__Prompt 1__
Answer these questions about the Jeffrey H. Shapiro biography:
(a) Who was his co-inventor of the microchannel-plate spatial light modulator?
(b) At which university was he on the faculty from 1970 to 1973?
(c) In what year did he become the Julius A. Stratton Professor?
---------- Page ----------
Jeffrey H. Shapiro is the Julius A. Stratton Professor of Electrical Engineering and Computer Science at the Massachusetts Institute of Technology and the former director of the Research Laboratory of Electronics. He made seminal contributions to understanding the fundamental quantum limits on communications, generation, detection, and application of quantum squeezed state, ghost imaging, and quantum information science.  He invented the microchannel-plate spatial light modulator with Cardinal Warde.

Biography 
Shapiro received the S.B., S.M., E.E., and Ph.D. degrees in electrical engineering from MIT in 1967, 1968, 1969, and 1970, respectively. From 1970 to 1973, he was on the faculty of Case Western Reserve University. From 1973 to 1985, he was an associate professor of electrical engineering at MIT, and in 1985, he was promoted to professor of electrical engineering. He became the Julius A. Stratton Professor in 1999.
---------- Material shown ----------
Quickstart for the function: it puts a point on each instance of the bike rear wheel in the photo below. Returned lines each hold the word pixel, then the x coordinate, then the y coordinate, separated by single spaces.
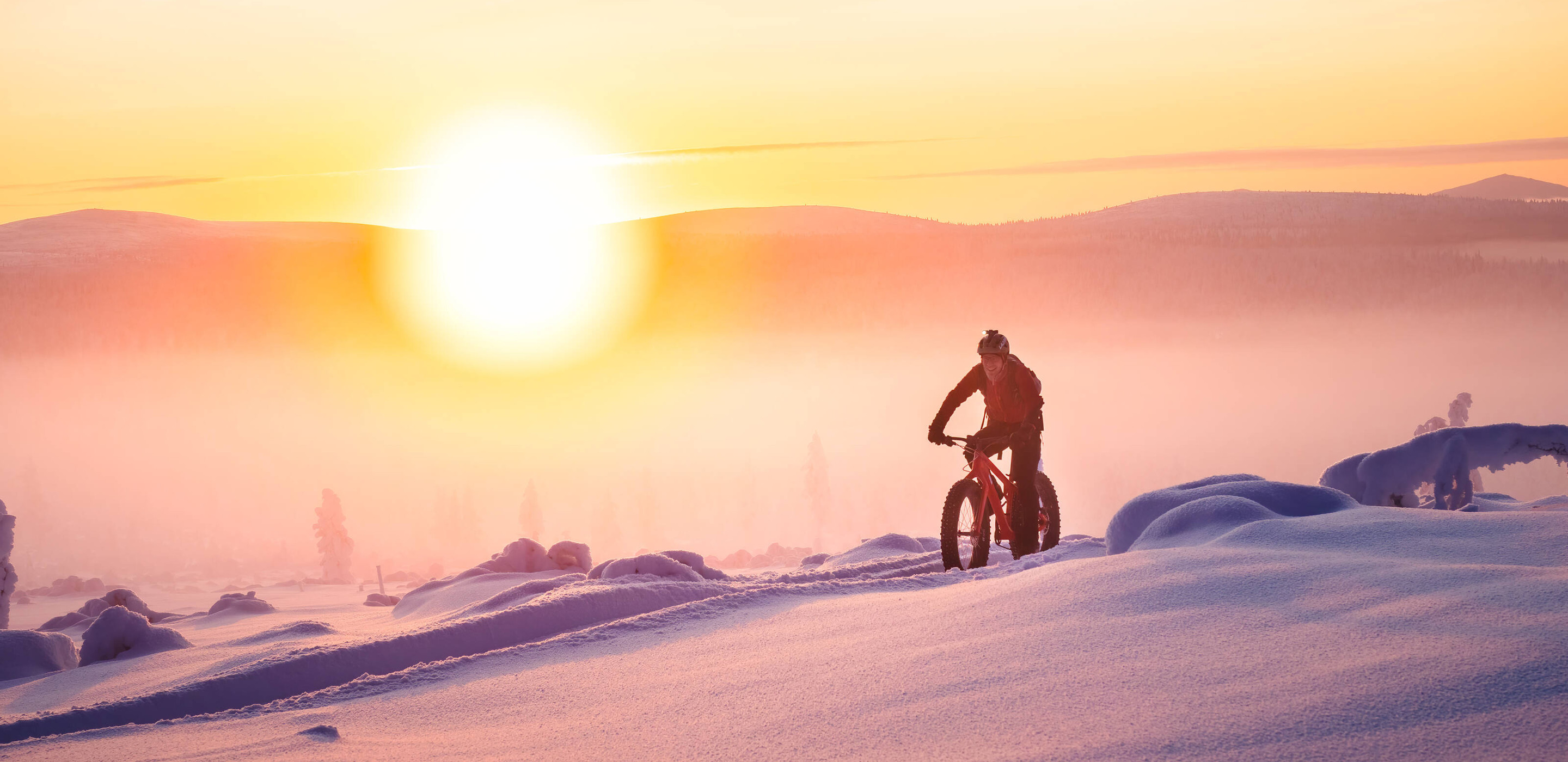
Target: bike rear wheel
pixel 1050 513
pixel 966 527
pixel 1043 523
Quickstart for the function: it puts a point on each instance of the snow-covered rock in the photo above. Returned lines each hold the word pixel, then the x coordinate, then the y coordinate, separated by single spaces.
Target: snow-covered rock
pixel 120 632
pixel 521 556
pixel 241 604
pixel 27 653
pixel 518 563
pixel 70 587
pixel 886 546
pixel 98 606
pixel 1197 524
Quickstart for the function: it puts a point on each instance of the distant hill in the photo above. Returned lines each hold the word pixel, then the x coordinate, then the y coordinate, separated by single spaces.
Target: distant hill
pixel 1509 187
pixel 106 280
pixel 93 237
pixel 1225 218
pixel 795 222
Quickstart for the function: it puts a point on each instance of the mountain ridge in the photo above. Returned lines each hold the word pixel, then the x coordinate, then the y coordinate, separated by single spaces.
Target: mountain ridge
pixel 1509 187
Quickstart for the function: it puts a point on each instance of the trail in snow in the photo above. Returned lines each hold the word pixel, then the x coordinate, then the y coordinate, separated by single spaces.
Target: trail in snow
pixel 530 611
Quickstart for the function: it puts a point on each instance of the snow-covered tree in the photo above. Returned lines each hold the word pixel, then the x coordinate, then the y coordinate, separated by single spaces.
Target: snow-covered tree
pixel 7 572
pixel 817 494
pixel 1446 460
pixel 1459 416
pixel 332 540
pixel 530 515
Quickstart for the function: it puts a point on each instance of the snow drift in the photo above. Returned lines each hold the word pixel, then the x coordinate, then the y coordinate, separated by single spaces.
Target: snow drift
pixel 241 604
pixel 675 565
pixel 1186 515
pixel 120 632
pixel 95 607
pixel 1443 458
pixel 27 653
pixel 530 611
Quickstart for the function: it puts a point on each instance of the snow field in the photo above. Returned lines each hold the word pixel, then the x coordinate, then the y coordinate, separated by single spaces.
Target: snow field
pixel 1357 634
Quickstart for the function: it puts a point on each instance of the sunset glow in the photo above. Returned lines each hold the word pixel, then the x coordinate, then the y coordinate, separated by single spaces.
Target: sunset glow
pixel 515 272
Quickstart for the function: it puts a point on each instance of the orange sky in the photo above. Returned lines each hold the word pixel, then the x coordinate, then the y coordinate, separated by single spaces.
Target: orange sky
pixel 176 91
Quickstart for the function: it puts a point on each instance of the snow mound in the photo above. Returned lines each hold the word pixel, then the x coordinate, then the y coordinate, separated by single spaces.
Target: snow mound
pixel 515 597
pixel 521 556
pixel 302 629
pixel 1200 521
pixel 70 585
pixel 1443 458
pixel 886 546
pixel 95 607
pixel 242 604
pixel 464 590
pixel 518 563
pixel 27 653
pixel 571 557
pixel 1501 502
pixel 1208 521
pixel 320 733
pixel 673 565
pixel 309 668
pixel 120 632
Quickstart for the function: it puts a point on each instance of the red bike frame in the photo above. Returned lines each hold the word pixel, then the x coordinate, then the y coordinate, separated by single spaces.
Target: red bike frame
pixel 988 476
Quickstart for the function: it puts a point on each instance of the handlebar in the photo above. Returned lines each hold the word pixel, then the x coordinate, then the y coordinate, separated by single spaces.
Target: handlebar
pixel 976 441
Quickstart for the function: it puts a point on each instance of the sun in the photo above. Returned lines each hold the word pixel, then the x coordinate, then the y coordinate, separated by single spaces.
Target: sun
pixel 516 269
----------
__Prompt 2__
Pull out every line of the records above that contains the word "rock". Case counts.

__Exercise response 1__
(a) Cardinal Warde
(b) Case Western Reserve University
(c) 1999

__Exercise response 2__
Quickstart for the function: it puts a point on each instance of the snow-covered rock in the photo above. Returned lines each hold the word pixel, then the x coordinate, then the y coordinate, separated by single spaces.
Target: snow-covered rock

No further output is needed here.